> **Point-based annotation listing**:
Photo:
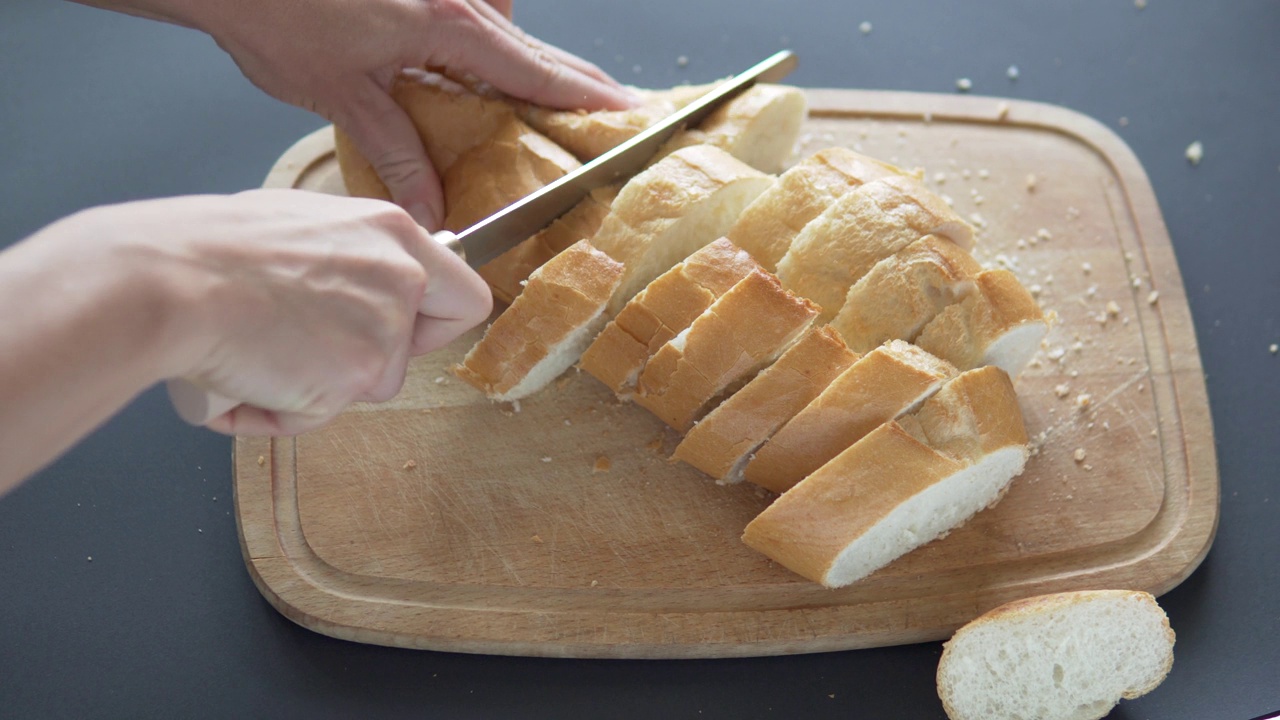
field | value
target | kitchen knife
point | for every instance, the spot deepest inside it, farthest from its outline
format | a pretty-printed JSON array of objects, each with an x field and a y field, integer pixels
[{"x": 511, "y": 226}]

> **INSTRUCTION**:
Render the listing as a two-column CSV with the headers "prompt" and "reply", one row for each entry, putting its text and its answer each in one quoted field and turning line breaks into spaces. Leave the pictures out.

> **RESPONSE**:
prompt,reply
"Photo: field | value target | kitchen knife point | for every instance, the spot deepest inside it, farthest from its outline format | a pretty-printed JSON array of objects, each with an x field and a y field, integer pixels","[{""x"": 511, ""y"": 226}]"